#### [ASSIGNMENT]
The lines from the first line of the entries through the line containing "# test: point on every instance of the camera lcd" are to be repeated exactly, with both of those lines included.

#### [DATASET]
══════════════════════════════

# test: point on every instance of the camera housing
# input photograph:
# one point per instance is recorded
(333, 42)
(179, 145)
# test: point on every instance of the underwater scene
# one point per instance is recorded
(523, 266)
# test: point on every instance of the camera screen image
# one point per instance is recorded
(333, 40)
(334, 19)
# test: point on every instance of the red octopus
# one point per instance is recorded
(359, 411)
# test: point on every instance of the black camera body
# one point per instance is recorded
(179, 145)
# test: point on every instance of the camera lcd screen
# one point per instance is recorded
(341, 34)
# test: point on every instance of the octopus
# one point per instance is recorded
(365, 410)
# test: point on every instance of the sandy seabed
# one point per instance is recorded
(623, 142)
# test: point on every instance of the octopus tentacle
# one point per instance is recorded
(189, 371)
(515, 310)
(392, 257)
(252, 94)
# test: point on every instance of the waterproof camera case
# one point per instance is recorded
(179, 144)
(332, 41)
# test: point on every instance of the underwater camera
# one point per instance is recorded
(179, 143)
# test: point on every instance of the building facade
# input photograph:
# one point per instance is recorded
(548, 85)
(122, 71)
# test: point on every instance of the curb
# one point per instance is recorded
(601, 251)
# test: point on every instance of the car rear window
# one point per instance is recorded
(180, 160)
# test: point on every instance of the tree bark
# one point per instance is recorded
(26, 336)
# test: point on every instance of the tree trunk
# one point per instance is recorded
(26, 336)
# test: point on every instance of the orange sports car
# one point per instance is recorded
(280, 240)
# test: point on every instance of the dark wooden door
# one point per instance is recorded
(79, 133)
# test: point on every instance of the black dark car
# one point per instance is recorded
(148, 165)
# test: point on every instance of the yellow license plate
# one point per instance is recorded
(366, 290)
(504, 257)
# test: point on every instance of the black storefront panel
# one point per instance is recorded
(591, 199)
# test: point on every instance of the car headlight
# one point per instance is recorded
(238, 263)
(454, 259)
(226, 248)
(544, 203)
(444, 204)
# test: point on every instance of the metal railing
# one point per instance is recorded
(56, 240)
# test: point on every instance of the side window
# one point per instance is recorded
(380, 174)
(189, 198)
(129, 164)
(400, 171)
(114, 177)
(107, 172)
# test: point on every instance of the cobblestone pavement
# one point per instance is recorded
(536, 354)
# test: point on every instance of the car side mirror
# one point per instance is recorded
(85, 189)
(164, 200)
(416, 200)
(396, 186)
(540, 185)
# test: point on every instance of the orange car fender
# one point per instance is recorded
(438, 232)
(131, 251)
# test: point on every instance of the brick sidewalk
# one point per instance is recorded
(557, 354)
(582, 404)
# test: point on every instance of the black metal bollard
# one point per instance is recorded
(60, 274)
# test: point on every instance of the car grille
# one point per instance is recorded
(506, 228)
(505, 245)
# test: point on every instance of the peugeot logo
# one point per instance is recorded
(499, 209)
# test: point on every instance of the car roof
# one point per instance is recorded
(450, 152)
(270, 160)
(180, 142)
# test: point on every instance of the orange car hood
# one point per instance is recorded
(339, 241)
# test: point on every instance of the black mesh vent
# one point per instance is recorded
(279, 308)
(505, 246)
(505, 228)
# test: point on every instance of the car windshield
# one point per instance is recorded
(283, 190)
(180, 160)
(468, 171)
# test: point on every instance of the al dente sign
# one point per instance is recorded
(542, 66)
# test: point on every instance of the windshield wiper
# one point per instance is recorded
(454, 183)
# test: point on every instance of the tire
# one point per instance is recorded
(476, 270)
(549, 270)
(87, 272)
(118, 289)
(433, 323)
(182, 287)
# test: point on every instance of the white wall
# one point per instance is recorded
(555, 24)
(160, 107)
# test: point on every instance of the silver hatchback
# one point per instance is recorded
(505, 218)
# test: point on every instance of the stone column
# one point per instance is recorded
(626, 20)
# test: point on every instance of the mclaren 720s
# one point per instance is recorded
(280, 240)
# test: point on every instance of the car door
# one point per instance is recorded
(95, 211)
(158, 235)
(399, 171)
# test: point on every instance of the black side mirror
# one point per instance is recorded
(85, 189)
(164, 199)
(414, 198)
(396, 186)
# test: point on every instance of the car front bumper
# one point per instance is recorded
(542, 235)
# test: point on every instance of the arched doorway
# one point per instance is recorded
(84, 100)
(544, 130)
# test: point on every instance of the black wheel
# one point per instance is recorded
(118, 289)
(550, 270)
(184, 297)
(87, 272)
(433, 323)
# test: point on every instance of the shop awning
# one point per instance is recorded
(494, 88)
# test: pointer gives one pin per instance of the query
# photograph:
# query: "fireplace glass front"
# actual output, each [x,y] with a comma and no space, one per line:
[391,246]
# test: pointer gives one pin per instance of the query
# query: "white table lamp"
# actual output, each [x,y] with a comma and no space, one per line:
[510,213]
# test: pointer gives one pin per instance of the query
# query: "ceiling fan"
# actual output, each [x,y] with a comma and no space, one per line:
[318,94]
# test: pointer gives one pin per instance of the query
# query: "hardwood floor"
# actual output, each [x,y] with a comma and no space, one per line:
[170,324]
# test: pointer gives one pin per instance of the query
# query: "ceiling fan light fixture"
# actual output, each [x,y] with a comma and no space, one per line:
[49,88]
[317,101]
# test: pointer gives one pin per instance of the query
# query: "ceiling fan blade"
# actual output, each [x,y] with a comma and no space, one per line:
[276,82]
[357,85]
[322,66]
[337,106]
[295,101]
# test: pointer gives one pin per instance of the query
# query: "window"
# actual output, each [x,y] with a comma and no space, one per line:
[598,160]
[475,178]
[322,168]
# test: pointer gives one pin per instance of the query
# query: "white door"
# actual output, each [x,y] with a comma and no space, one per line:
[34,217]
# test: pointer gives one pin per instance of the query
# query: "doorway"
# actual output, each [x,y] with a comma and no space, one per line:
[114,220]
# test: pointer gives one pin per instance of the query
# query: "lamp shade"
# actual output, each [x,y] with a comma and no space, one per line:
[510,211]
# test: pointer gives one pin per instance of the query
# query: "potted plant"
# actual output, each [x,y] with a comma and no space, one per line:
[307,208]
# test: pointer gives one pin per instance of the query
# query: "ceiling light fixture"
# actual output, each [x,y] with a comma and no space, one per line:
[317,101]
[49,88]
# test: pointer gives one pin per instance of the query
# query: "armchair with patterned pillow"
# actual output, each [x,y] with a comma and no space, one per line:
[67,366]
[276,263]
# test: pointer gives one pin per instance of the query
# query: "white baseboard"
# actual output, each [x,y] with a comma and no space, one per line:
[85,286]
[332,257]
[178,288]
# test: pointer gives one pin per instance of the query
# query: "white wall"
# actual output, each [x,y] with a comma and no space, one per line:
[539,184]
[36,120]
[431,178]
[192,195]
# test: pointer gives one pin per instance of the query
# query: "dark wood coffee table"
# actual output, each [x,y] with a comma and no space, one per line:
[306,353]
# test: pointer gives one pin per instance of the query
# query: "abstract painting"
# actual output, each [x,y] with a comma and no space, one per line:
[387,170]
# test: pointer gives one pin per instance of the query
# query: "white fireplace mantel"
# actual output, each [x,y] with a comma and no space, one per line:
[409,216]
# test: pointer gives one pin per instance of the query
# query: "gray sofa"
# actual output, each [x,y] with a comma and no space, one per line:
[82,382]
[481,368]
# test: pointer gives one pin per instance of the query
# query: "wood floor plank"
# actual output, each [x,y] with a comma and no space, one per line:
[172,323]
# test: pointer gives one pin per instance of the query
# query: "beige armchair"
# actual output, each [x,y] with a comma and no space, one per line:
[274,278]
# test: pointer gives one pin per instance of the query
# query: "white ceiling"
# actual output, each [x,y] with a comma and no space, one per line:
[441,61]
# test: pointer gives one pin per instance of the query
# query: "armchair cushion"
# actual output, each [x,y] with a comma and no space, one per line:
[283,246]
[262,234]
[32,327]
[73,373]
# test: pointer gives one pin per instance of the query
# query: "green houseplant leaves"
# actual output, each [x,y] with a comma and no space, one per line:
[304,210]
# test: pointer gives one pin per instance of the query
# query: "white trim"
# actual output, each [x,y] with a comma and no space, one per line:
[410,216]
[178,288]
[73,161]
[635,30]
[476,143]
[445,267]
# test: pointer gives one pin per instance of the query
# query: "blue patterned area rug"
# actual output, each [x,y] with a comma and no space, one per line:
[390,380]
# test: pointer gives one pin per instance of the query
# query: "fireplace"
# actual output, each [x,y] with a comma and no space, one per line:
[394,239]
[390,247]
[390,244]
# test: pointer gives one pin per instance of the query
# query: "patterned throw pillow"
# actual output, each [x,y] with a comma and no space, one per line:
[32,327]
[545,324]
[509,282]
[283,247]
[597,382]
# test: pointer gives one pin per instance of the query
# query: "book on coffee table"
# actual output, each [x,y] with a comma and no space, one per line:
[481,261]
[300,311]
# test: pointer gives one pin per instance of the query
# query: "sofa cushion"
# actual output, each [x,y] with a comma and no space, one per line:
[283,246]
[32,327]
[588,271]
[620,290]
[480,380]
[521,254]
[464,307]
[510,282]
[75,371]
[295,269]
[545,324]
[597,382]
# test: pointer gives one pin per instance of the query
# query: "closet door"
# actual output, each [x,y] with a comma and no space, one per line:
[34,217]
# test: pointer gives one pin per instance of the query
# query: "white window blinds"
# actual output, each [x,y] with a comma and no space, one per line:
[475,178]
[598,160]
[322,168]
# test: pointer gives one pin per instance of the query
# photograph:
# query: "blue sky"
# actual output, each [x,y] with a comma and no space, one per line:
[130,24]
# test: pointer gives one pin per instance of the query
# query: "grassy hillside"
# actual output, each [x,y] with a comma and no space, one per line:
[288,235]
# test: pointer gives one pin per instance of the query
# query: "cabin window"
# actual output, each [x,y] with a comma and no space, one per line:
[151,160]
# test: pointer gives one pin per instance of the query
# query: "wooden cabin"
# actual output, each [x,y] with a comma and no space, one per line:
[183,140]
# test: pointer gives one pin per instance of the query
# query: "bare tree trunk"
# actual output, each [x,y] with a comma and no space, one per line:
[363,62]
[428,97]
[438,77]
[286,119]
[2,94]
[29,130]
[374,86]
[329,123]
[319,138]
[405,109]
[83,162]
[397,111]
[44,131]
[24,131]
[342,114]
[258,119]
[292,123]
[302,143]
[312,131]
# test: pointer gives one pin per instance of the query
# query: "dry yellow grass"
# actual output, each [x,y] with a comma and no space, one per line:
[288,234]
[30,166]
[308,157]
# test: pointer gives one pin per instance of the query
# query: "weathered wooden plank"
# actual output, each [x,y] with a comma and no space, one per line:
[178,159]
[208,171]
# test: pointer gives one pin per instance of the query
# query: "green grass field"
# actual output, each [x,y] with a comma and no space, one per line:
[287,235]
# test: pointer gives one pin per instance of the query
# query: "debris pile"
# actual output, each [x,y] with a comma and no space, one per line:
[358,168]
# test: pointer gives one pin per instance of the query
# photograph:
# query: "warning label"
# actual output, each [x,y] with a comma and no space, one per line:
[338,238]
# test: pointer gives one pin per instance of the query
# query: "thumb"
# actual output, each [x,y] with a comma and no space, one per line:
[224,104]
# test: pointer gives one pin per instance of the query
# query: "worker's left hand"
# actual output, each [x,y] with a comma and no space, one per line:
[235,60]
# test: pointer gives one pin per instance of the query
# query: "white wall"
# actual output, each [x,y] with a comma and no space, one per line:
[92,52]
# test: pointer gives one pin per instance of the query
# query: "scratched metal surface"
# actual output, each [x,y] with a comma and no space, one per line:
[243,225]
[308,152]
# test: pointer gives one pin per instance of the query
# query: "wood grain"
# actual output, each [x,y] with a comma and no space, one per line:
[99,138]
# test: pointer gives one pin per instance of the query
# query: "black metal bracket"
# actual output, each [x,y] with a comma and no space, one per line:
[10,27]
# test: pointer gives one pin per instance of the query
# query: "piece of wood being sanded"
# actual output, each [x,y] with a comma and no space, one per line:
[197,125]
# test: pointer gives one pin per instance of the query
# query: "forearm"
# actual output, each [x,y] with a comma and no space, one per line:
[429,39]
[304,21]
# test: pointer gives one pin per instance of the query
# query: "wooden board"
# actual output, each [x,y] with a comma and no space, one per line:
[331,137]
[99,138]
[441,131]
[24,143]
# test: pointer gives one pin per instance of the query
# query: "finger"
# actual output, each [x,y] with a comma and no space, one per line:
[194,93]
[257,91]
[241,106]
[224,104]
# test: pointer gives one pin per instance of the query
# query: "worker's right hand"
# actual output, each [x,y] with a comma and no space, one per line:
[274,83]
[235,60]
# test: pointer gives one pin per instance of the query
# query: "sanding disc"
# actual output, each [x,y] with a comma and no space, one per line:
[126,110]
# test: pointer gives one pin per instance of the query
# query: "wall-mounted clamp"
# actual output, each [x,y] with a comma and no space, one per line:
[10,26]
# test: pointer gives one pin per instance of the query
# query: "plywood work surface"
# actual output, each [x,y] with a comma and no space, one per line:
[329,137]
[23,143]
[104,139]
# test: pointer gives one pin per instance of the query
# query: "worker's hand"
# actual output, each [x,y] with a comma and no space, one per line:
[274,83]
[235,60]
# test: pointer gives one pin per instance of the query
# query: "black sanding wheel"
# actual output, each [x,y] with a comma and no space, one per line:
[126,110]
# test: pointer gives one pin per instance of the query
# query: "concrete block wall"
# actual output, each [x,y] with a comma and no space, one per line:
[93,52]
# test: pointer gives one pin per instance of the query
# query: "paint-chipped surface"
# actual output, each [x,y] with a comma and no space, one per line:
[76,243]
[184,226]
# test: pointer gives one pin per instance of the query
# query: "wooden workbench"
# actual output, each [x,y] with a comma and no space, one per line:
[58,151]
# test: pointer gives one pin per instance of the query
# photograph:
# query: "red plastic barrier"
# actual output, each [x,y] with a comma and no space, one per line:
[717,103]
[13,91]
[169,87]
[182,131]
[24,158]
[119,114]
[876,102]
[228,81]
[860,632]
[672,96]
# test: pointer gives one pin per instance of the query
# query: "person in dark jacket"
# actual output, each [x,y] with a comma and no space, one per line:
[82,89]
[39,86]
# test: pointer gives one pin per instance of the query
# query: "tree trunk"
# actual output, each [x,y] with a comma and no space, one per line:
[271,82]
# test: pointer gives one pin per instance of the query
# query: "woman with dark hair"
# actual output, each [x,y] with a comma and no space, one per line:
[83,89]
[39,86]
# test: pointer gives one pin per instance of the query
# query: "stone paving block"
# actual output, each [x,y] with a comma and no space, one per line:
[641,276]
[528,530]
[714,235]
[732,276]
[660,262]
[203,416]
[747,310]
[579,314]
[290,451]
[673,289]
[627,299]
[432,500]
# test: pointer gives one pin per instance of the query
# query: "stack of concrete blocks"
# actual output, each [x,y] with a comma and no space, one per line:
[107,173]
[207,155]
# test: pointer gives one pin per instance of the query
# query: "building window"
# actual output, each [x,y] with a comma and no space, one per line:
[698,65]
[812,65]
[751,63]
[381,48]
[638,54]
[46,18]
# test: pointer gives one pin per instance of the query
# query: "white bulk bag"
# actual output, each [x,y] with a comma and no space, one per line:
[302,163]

══════════════════════════════

#### [THE COMPLETED TASK]
# test: point on every instance of the camera housing
# input photograph:
# one point per instance is recorded
(333, 42)
(179, 145)
# test: point on every instance of the underwater scene
# one point per instance is recorded
(523, 266)
# test: point on every instance of the camera screen image
# one point per instance is recorded
(333, 40)
(334, 19)
# test: point on every instance of the red octopus
# one point per instance is recorded
(359, 411)
# test: point on every instance of the black camera body
# one point per instance is recorded
(179, 145)
# test: point on every instance of the camera lcd screen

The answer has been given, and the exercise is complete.